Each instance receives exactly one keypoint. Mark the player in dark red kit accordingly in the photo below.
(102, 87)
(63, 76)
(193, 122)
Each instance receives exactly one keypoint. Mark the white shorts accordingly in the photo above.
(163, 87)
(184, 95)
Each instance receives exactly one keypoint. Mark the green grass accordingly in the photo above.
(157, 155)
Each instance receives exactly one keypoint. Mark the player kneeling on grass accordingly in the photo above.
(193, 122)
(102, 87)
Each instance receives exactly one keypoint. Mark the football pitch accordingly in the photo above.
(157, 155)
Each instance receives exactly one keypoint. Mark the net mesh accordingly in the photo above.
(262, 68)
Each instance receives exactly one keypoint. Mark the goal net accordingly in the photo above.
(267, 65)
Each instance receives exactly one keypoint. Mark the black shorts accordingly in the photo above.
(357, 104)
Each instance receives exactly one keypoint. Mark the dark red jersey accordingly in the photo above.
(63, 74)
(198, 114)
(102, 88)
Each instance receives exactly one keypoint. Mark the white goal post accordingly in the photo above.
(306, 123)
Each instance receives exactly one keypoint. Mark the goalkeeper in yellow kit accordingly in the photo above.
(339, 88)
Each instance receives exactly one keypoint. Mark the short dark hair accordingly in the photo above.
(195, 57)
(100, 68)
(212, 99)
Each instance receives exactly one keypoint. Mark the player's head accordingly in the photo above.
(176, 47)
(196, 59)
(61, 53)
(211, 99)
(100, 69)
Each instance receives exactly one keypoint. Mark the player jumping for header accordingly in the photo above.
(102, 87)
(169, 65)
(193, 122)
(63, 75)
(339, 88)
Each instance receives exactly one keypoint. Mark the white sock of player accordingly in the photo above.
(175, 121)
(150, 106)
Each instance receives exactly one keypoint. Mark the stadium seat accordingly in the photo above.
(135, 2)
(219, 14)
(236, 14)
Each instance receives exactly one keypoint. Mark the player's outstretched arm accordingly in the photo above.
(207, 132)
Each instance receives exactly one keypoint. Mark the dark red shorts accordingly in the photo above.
* * *
Exercise directions: Print the records above in full, exactly.

Task solution:
Each instance receives exactly one keypoint. Mark the player in dark red kit accordingly in the photo below.
(102, 87)
(63, 76)
(193, 122)
Each instance receives exactly one keypoint. Mark the white shorts accordingly in the photo above.
(163, 87)
(184, 95)
Each instance receives exactly one keypoint. Mark the green grass accordingly in the photo above.
(157, 155)
Each instance receives exactly one keypoint. Mark the player kneeling on grass accordingly in the photo above.
(193, 122)
(102, 87)
Each instance receives exactly one keypoint. Mark the football pitch accordingly in the photo above.
(157, 155)
Each instance receives exactly one keypoint. Mark the net mesh accordingly in the photo above.
(262, 68)
Each instance receives exactly one keypoint. Mark the goal net accordingly in the photo above.
(267, 65)
Each instance receives exactly one keypoint. Mark the black shorts accordingly in the photo above.
(357, 104)
Each instance receives exactly one keypoint. Mark the dark red jersey accordingly in the photo above.
(63, 74)
(198, 114)
(102, 88)
Each instance receives exactly one keypoint. Mark the white goal post accordingly in the photo above.
(306, 123)
Each instance receives exactly one keypoint. Mark the goalkeeper in yellow kit accordingly in the photo above.
(339, 88)
Each instance receives exactly one keypoint. Mark the short dark hair accordingly in the photo above.
(195, 57)
(100, 68)
(212, 99)
Each instance receives exactly one keypoint. Mark the player's head accordingly in the photo above.
(176, 47)
(196, 59)
(61, 53)
(211, 99)
(100, 69)
Each instance receives exactly one keypoint. Mark the player jumping for header accordingly in the photo above.
(102, 87)
(169, 65)
(193, 122)
(63, 75)
(339, 88)
Each instance receives exactly one keypoint. Mark the white sock of player accordingly in the photo above.
(175, 121)
(150, 106)
Each instance receives exactly one keypoint. Mark the stadium seat accordingly in the photo above.
(135, 2)
(219, 14)
(236, 14)
Each instance receives exactly one keypoint. Mark the player's outstretched arm accordingly in the photo above.
(207, 132)
Each instance receives exactly one keypoint. Mark the dark red shorts accordingly in the photo above.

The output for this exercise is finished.